WHAT IS REQUIRED: On every line of the listing, check for "facade"; copy the lines that have it.

RECORDED DATA:
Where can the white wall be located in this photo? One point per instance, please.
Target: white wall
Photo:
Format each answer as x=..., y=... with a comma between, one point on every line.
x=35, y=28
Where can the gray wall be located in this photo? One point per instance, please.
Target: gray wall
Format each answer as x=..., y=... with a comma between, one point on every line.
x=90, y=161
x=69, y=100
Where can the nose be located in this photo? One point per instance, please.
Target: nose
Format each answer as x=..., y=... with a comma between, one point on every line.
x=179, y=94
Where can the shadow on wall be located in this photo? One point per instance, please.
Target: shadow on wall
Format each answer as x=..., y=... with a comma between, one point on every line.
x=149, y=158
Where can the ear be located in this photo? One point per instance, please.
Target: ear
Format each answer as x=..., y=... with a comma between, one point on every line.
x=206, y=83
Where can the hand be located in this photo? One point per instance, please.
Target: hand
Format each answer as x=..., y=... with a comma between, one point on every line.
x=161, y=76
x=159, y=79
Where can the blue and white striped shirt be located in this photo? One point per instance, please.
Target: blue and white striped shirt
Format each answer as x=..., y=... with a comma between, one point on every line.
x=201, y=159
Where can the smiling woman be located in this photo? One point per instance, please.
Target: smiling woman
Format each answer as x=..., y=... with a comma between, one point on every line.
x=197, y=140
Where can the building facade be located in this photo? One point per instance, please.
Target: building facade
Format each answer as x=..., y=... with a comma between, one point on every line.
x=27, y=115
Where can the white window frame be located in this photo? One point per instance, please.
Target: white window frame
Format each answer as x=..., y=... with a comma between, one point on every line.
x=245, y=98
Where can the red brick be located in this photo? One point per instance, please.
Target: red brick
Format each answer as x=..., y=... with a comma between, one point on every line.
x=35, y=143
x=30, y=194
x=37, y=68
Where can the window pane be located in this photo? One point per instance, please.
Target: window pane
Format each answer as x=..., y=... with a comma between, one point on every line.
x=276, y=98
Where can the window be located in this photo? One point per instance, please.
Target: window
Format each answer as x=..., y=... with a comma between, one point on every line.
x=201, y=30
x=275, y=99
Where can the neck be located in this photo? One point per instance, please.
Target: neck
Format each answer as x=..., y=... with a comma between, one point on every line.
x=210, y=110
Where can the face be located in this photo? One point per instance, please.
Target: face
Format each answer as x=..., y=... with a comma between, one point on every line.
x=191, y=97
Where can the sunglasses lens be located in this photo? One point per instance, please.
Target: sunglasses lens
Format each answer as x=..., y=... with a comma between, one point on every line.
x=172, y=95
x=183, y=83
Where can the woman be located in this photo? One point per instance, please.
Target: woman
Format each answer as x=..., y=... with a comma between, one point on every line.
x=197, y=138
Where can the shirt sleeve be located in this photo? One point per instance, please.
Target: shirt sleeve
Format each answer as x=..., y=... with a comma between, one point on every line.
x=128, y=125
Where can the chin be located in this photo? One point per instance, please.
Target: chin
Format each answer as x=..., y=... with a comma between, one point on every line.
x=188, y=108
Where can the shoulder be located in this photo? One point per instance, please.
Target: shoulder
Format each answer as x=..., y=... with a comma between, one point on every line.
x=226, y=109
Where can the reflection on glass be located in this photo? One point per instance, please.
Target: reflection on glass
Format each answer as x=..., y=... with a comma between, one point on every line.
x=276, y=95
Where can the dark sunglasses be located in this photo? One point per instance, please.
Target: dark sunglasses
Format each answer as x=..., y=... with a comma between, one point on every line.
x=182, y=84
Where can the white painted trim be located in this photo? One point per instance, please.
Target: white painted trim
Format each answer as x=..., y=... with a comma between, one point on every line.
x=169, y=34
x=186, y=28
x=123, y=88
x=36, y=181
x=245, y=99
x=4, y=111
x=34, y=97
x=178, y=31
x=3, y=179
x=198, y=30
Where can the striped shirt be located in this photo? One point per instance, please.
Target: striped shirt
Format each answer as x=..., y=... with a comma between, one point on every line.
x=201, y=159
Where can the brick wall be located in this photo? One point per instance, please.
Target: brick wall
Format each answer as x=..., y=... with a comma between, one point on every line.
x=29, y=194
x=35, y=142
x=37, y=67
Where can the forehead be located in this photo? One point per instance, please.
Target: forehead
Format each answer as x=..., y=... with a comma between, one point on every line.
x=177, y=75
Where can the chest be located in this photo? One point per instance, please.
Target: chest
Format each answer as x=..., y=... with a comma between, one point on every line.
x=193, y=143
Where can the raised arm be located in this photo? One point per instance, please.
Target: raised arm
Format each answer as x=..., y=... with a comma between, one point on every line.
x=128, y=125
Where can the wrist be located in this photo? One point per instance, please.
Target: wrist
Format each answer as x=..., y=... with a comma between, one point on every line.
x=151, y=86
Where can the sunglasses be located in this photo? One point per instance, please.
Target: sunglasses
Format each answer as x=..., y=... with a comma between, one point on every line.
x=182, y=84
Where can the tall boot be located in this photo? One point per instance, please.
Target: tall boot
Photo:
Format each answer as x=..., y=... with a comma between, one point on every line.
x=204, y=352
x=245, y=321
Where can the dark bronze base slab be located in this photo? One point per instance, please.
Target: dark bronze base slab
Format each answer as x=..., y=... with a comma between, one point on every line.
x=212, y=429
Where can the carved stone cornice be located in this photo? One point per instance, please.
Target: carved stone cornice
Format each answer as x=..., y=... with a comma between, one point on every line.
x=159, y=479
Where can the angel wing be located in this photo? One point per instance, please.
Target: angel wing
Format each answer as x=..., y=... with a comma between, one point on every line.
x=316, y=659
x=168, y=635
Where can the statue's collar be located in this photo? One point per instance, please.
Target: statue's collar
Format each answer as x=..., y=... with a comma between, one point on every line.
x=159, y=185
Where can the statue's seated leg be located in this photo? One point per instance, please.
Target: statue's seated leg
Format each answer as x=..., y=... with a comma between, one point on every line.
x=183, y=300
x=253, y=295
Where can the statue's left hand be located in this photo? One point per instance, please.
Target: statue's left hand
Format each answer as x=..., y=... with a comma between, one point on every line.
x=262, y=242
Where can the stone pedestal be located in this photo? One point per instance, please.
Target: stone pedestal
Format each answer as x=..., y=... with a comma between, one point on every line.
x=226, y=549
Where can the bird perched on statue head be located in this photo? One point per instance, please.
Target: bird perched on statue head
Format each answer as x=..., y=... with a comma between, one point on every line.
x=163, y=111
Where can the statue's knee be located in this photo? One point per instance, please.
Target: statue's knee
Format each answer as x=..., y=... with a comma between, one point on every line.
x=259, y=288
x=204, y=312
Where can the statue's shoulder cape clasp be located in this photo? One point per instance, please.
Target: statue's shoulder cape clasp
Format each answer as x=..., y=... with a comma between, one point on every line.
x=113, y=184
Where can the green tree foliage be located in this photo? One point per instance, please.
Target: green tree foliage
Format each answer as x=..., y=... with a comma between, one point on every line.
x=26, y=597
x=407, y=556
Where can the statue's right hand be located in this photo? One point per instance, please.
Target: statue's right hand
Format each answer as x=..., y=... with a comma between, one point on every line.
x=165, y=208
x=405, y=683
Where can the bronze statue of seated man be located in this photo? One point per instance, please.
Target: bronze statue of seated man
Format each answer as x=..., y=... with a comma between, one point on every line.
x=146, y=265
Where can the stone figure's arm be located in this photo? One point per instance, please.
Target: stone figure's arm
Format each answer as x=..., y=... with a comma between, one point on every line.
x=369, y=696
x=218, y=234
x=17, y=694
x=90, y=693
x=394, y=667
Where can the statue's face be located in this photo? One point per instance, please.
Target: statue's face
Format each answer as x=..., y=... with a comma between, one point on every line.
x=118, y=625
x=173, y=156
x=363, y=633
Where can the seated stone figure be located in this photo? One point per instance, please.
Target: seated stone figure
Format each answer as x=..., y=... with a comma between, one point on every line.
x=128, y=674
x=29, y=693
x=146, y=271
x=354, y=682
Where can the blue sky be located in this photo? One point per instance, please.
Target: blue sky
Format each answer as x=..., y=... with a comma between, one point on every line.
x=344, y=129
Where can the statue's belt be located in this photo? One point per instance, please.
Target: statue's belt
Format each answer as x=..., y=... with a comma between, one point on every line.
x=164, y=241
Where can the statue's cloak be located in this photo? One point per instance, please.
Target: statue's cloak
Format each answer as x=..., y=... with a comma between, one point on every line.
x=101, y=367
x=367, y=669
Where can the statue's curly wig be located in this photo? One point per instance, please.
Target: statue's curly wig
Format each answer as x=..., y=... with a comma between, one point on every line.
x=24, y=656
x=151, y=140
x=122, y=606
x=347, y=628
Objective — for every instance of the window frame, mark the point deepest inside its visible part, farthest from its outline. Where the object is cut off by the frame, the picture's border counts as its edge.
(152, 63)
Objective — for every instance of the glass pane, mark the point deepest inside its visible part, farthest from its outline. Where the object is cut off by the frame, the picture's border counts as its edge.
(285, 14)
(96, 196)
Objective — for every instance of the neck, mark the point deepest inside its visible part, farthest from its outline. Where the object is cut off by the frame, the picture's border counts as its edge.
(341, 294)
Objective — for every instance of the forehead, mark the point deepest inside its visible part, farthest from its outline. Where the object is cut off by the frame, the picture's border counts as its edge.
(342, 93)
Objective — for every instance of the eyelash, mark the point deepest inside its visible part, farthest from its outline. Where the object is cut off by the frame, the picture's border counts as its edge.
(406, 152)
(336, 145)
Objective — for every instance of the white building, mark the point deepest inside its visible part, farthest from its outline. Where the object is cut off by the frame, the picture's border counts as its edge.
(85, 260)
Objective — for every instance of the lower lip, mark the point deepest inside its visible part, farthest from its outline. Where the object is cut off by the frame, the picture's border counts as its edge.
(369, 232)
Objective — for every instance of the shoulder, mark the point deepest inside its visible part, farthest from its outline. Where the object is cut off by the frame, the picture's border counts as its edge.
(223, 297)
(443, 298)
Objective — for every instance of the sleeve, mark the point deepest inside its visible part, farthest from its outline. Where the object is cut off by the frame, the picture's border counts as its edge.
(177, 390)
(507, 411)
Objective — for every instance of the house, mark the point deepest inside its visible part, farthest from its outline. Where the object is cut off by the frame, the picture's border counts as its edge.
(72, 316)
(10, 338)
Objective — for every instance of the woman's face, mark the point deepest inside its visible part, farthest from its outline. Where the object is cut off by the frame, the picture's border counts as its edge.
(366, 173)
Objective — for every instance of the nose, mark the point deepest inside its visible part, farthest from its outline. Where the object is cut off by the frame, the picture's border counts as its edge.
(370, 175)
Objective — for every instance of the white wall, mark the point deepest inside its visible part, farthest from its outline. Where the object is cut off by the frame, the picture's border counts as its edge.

YOUR SOLUTION:
Where can the building facade be located in this photo? One point per instance, please.
Target: building facade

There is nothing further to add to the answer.